*Goal 1*.
Reproduce the passage about Katelyn's failed startup word for word, starting with "VC-backed, she had" and going on through "the whole time.".

VC-backed, she had talked to her target customers, asked them what they wanted and built exactly what they described.

But they didn’t buy it.

Three hundred conversations. The right audience. The product they asked for.

And yet, nothing.

The company collapsed, and it took years before she understood why.

She’d asked the same question in every interview, and it had been leading her in the wrong direction the whole time.

Today she runs a newsletter. 63,000 subscribers. Roughly $1 million in 2024 – around $16 per subscriber – while the industry average hovers between $1 and $5.

She named it after the question she should have been asking all along.

The Wrong Question, Asked 300 Times

Before Vendeve, Katelyn had already built and sold a restaurant consulting business.

She’d launched a branding agency called RedRiot that landed clients like Target and Holiday Inn. Marketing was where she excelled.

So when she started Vendeve, a business network for women entrepreneurs, she applied everything she knew.

She talked to her target market. Ran interviews. Collected feedback. The press loved it and investors backed it. Forbes called it “the next LinkedIn for women.”

“On the outside things looked like they were going great,” she said later. “On the inside, things were not going great.”

She’d asked 300 people what they wanted. They told her. She built it. When it came time to pay, they disappeared. The company burned through its runway and collapsed.

After the failure, she took consulting work with startups.

She sat in rooms with founding teams who had personas, surveys, and interview transcripts, but she kept seeing the same gap she’d lived through.

They’d done their customer research, but they still couldn’t explain why anyone would buy.

Teams with answers to “what do you want” and no understanding of what actually triggered a purchase.

The insight from her own failure started to take shape.

What do you want? gets answers. People will tell you all day.

But those answers don’t predict buying behavior – what a person would actually put down their hard-earned money for.

Why do you buy? That’s different.

It’s about psychology. Triggers. The moment someone moves from interested to committed and takes action.

The academic research on buyer psychology existed, it just wasn’t written for practitioners.

So Katelyn started translating these otherwise dry academic papers into frameworks marketers could use.

*Material provided*.

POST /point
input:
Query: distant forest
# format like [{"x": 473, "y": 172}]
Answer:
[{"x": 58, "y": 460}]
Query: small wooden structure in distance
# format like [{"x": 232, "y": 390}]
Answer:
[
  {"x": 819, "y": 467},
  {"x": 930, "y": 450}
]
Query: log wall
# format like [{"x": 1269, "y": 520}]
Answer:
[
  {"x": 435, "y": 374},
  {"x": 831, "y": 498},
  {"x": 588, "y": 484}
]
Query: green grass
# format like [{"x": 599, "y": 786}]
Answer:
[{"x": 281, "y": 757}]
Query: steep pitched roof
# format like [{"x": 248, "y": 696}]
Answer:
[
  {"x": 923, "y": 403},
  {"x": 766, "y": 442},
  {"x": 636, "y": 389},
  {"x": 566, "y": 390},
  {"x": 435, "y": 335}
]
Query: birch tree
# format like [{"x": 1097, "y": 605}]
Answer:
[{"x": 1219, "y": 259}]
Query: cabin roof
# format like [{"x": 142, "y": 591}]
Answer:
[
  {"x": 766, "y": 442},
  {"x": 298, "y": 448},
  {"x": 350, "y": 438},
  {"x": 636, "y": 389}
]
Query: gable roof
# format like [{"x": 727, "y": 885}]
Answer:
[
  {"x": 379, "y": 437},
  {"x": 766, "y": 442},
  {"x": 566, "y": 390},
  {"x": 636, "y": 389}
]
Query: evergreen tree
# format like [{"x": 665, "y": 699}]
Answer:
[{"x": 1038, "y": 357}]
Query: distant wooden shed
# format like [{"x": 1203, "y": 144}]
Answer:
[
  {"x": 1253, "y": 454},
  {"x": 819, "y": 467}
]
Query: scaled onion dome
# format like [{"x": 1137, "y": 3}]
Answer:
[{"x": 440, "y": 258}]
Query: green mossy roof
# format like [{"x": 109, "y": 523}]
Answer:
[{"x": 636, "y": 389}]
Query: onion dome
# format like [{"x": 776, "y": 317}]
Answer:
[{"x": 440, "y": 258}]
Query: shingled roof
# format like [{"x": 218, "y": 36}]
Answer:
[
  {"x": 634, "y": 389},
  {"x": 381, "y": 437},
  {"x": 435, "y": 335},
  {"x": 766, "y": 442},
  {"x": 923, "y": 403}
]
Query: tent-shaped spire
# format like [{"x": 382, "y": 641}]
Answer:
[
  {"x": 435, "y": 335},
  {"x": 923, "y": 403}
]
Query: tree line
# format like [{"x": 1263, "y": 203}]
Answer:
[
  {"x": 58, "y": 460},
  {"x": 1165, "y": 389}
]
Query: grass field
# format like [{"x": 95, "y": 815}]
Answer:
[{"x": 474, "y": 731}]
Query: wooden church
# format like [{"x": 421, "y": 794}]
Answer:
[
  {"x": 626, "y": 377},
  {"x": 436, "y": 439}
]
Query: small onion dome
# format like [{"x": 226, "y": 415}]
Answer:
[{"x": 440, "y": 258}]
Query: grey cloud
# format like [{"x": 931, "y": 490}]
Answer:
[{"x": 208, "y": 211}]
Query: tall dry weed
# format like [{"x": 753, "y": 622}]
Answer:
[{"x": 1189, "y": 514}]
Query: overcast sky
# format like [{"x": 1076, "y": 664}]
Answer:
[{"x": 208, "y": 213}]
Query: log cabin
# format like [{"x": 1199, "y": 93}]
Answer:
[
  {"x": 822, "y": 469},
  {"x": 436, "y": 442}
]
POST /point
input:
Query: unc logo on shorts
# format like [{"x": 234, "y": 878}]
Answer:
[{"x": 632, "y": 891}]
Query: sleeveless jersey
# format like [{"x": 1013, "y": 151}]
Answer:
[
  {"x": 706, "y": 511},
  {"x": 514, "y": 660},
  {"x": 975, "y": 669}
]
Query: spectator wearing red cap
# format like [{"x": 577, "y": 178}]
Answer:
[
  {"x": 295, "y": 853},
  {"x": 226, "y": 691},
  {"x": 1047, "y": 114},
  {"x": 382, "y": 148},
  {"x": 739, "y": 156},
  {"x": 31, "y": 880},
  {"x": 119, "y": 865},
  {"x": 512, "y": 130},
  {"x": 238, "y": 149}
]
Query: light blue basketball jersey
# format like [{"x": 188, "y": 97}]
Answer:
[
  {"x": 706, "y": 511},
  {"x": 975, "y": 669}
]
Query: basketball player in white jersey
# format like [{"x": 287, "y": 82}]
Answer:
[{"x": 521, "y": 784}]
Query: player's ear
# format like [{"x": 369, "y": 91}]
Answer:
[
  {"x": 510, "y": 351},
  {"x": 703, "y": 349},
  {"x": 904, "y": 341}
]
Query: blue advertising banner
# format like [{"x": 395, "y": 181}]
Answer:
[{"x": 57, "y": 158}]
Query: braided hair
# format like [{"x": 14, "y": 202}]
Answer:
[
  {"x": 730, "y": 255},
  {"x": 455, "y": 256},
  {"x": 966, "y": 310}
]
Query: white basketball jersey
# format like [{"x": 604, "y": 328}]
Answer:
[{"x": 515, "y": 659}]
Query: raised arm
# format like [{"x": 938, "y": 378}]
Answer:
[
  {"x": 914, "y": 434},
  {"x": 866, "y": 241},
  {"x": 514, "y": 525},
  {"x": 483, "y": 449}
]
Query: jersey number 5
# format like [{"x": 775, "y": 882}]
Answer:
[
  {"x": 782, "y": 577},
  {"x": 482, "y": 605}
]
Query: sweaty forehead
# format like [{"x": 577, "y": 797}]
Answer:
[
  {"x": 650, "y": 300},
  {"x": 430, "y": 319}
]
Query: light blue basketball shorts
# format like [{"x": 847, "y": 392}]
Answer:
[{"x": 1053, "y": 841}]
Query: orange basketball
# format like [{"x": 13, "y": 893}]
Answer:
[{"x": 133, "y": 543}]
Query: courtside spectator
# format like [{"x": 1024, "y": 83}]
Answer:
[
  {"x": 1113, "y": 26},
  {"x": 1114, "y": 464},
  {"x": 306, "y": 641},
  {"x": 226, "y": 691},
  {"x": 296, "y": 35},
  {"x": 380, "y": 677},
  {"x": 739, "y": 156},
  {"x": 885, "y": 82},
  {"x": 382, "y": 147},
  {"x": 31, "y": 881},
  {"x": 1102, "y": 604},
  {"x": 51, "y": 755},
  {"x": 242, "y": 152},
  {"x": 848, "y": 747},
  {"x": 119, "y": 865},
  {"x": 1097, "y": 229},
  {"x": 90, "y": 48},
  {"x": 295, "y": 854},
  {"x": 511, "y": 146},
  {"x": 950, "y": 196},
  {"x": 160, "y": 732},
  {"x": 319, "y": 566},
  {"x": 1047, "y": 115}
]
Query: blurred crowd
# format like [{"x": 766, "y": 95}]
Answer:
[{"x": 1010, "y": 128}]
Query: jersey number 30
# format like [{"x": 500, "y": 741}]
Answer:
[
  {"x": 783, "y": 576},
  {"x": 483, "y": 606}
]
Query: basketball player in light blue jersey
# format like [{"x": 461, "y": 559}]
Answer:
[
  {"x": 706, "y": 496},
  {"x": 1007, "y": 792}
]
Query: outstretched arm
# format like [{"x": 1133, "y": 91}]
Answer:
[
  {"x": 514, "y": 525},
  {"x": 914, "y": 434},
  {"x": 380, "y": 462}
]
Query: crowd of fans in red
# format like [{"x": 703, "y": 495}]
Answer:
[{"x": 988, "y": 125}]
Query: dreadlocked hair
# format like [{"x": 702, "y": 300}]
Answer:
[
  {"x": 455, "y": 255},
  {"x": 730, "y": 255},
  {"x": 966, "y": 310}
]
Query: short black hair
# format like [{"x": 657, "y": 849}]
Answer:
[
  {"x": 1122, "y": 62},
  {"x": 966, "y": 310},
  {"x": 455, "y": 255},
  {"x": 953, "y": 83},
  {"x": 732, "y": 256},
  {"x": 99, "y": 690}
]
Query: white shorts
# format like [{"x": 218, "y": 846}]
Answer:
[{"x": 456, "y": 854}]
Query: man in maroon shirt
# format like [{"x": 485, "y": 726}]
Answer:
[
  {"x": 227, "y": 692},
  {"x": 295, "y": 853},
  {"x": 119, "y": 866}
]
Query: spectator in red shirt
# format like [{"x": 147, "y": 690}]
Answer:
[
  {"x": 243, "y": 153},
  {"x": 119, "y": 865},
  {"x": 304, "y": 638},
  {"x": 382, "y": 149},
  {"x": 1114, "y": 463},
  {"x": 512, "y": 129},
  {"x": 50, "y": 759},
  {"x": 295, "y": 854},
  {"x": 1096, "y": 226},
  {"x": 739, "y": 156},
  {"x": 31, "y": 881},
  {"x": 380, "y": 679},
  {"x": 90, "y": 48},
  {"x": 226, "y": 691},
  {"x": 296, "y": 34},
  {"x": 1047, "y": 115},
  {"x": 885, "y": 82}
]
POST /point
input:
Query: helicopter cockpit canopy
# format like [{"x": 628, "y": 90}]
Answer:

*Goal 2*.
Count the lines in the records that contain the string "roof", matching case exactly, and reply with the number only.

*Reply 1*.
VC-backed, she had talked to her target customers, asked them what they wanted and built exactly what they described.

But they didn’t buy it.

Three hundred conversations. The right audience. The product they asked for.

And yet, nothing.

The company collapsed, and it took years before she understood why.

She’d asked the same question in every interview, and it had been leading her in the wrong direction the whole time.

*Reply 2*.
5